Yes. Normally Claimant solicitors’ are asked to pay 50% up front and that is a recoverable disbursement covered under the policy. The Defendant’s 50% is also covered subject to QOCS.
Mediation is faster and less expensive – it avoids the legal costs of fighting litigation or even arbitration. Settlement is often agreed on the day (74%) and 15% settle shortly after. It is a non-binding process and even if settlement is not achieved on the day or shortly after, many of the issues can be narrowed down, leading to a faster conclusion of the case.
In the long term cases will settle earlier allowing new ones to come through. Weaker cases could also be discontinued earlier. All in all, you would not lose out from using mediation where possible.
Recent guidance from the courts makes it clear that the courts will expect disputing parties to explore the possibility of mediation – or risk being heavily penalised in costs, even if you succeed.
You will have experienced many cases where intense feelings have arisen. The persuasiveness of an apology should never be overlooked. It is not something which can be ordered by a court, but can be incorporated into a mediation settlement agreement. An experienced mediator can often break the impasse by impartially helping both sides resolve their issues. The statistics speak for themselves.
The solicitor must notify us. We will ask if the merits have been affected. If not, we will endorse the policy to show a change to the Insured. It will be likely to take the form of “A N Other as Personal Representative or Executor of the Estate of XX deceased”. The fact that the solicitor will have to enter into a new CFA does not affect the policy.

§ **EXTRACTED DATA**
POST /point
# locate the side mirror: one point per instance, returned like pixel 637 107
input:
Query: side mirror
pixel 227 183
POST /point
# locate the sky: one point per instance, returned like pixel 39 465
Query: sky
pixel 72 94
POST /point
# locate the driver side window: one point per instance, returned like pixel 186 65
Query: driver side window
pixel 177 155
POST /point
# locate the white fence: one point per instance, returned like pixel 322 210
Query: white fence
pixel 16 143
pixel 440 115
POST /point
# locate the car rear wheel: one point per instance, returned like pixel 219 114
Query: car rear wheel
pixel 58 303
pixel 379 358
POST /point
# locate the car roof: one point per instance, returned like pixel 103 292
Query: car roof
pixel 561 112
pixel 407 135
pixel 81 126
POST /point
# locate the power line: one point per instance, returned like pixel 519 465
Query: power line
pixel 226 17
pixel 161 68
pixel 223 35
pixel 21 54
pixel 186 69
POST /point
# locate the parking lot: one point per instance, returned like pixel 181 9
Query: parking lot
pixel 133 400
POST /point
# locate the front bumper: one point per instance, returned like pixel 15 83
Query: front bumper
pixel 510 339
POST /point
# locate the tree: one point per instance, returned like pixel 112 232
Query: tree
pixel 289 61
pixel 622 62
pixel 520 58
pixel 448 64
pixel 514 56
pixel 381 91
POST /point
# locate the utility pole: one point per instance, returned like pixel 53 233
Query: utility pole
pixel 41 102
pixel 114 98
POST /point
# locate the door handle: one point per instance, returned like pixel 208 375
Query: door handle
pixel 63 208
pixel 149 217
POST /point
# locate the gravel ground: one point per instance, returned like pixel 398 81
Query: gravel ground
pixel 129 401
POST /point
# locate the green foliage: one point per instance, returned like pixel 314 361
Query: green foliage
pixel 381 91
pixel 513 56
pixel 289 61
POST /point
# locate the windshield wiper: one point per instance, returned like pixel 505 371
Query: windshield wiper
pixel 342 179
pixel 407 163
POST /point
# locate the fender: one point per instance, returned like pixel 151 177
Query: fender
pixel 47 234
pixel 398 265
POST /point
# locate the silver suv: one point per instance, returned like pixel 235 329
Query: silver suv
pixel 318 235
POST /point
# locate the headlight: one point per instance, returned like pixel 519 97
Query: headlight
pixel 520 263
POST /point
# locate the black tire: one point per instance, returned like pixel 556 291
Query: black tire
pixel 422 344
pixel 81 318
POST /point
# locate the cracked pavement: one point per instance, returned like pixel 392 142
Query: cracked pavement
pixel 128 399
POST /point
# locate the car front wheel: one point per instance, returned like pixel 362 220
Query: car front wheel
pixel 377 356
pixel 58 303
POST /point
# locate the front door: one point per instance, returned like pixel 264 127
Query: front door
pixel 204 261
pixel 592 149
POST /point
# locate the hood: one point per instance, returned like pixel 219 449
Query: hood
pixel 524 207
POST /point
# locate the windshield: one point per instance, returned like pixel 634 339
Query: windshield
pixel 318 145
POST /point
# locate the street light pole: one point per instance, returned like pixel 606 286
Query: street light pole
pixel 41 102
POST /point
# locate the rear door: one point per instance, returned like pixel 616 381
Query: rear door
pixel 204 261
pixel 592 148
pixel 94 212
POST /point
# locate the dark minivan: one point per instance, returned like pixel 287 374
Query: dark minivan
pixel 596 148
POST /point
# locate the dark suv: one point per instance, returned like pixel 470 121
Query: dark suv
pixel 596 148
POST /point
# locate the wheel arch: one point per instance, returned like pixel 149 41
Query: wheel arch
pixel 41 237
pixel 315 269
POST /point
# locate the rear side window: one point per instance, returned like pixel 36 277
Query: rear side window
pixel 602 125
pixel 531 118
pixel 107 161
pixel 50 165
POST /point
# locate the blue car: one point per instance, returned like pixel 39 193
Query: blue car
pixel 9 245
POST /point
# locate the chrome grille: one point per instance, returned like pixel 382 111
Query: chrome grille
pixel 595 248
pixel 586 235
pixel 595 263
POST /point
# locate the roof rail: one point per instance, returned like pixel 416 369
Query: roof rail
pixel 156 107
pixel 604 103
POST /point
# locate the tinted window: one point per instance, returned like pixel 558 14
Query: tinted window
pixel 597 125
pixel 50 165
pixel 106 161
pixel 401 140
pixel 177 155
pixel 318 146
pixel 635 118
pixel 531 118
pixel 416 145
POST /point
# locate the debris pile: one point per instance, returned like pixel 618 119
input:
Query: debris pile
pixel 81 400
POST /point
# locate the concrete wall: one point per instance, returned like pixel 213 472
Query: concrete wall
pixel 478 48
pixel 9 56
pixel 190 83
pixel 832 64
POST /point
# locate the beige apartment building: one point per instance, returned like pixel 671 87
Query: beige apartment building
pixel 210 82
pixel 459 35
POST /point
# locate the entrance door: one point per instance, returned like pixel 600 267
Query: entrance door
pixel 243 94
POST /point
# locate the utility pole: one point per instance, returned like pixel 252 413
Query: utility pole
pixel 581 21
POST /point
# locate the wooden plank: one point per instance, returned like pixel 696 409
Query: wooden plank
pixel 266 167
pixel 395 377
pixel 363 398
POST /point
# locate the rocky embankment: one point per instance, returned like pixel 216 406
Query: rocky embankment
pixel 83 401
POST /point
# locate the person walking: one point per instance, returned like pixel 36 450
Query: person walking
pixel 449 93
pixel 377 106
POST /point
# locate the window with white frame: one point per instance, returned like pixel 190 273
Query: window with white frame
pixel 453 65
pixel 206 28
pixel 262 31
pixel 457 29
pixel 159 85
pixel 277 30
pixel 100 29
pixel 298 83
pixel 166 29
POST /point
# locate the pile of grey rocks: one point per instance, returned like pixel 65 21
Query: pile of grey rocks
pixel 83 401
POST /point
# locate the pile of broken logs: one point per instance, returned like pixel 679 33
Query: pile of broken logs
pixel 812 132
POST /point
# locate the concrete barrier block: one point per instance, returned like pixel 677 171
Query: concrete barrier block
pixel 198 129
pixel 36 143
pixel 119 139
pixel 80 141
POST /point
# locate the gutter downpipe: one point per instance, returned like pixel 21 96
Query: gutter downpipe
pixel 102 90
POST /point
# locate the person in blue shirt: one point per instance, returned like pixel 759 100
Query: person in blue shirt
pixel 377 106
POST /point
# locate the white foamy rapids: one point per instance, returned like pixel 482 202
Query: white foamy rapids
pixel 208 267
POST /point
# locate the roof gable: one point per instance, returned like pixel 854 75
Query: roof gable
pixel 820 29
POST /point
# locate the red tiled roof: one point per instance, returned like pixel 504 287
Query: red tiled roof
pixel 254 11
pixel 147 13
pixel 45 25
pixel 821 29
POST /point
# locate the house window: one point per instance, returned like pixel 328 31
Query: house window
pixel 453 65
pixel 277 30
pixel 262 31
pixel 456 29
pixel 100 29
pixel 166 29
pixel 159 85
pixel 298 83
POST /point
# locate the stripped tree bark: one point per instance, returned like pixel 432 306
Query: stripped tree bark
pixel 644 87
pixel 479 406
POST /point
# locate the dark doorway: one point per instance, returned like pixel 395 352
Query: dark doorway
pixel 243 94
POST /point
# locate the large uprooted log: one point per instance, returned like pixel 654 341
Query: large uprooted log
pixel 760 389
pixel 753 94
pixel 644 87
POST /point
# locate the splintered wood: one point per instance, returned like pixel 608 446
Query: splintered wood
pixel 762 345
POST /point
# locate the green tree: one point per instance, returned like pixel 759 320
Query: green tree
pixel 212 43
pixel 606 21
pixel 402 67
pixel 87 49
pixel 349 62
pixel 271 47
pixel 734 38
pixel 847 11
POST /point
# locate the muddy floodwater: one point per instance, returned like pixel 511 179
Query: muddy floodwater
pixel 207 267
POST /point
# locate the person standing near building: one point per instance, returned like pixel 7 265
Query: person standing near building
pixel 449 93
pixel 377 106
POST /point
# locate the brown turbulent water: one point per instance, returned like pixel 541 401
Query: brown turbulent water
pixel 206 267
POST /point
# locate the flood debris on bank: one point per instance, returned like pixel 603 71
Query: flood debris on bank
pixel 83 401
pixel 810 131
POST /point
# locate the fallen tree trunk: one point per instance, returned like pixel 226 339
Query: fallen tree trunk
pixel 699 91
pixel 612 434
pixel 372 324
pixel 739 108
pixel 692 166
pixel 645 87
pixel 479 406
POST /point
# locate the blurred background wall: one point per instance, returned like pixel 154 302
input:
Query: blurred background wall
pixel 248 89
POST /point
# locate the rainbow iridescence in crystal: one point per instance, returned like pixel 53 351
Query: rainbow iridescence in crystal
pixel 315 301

§ **EXERCISE DETAILS**
Answer these from the text on mediation:
(a) What share of the cost are Claimant solicitors normally asked to pay up front?
(b) What percentage of cases settle on the day of mediation?
(c) What form will the endorsement showing a change to the Insured likely take?

§ **ANSWER BOX**
(a) 50%
(b) 74%
(c) “A N Other as Personal Representative or Executor of the Estate of XX deceased”